▶ **WHAT IS EXPECTED**: The whole listing, apart from its images, should be restated word for word.

▶ **DATA SUPPLIED**:
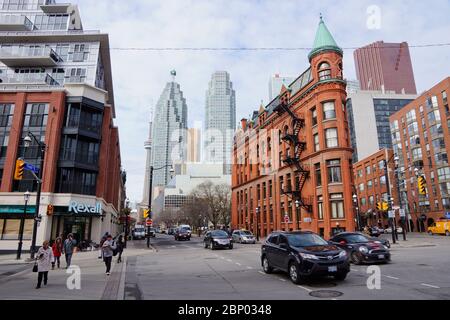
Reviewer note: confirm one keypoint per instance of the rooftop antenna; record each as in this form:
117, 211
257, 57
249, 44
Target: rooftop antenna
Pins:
173, 73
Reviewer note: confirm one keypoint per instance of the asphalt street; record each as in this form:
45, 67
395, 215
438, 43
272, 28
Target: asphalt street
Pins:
186, 270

▶ **ANSWER**:
Reviewer note: confirm one keypoint per instance of the rooftop antenna; record each as in this form:
117, 211
257, 57
249, 44
Target: rooftop antenna
Pins:
173, 73
Reviewer note: confirm one keypoint per instance of the asphalt street; record each as in this form:
45, 67
395, 215
438, 43
272, 28
Target: asphalt street
Pins:
186, 270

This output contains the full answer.